- [Source data]
=-=-=-=-=

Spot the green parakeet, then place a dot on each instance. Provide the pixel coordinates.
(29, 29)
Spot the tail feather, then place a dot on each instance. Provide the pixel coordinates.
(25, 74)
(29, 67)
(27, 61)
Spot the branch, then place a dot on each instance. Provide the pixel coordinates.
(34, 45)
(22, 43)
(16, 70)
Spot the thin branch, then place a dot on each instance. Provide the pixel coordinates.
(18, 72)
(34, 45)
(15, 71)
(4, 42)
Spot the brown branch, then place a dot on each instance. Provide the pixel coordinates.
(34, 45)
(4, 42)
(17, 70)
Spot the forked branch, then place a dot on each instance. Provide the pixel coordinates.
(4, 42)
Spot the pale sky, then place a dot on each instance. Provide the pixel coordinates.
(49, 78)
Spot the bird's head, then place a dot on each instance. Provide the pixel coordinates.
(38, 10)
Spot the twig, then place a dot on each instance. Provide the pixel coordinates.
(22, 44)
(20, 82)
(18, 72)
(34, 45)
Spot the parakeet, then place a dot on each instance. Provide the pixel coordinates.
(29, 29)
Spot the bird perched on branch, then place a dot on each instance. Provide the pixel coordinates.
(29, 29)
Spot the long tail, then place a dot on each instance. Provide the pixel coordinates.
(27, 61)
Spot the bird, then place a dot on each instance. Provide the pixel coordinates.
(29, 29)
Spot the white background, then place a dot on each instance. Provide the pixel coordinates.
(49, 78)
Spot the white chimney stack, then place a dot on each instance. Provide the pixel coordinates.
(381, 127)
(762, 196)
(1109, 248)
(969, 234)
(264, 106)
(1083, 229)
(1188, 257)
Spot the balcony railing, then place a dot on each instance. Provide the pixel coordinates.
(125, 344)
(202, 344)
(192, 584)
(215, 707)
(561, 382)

=-=-=-=-=

- [Task]
Your job here is to copy the entries above exactly.

- [Solution]
Spot the green parakeet, then place a dot on each instance. Provide the pixel coordinates.
(29, 29)
Spot the tail feather, then place a dot on each instance. Provide the pixel coordinates.
(25, 74)
(29, 67)
(27, 61)
Spot the branch, then place a dot on each instance. Provide the pixel coordinates.
(34, 45)
(22, 43)
(16, 70)
Spot the thin branch, then place a dot on each instance. Provide the pixel coordinates.
(18, 72)
(34, 45)
(15, 71)
(4, 42)
Spot the brown branch, then place a dot on each instance. Provide the pixel coordinates.
(34, 45)
(4, 42)
(17, 70)
Spot the forked branch, then place a dot on each instance. Provide the pixel coordinates.
(4, 42)
Spot the pale sky, then place a dot on each instance. Provide the pixel coordinates.
(49, 78)
Spot the bird's head, then place a dot on each instance. Provide the pixel coordinates.
(38, 10)
Spot the twig, then place a dot on each instance. Provide the pixel coordinates.
(22, 44)
(20, 82)
(18, 72)
(34, 45)
Spot the parakeet, then place a dot on each instance. Provide the pixel coordinates.
(29, 29)
Spot the bird perched on branch, then place a dot on each instance. Provide the pixel coordinates.
(29, 29)
Spot the long tail, then place a dot on each instance. Provide the pixel coordinates.
(27, 61)
Spot the bird, then place a dot on each instance. Provide the pixel coordinates.
(29, 29)
Spot the white background, then place a dot on each instance. Provide the pixel coordinates.
(49, 78)
Spot the white chimney stack, then place a dot on each instance. Provide the pixel coordinates.
(381, 127)
(762, 196)
(1109, 248)
(969, 234)
(264, 106)
(1083, 229)
(1188, 257)
Spot the balcony railing, then place a dot on each instance. Provide the pixel coordinates.
(125, 344)
(202, 344)
(192, 584)
(215, 707)
(561, 382)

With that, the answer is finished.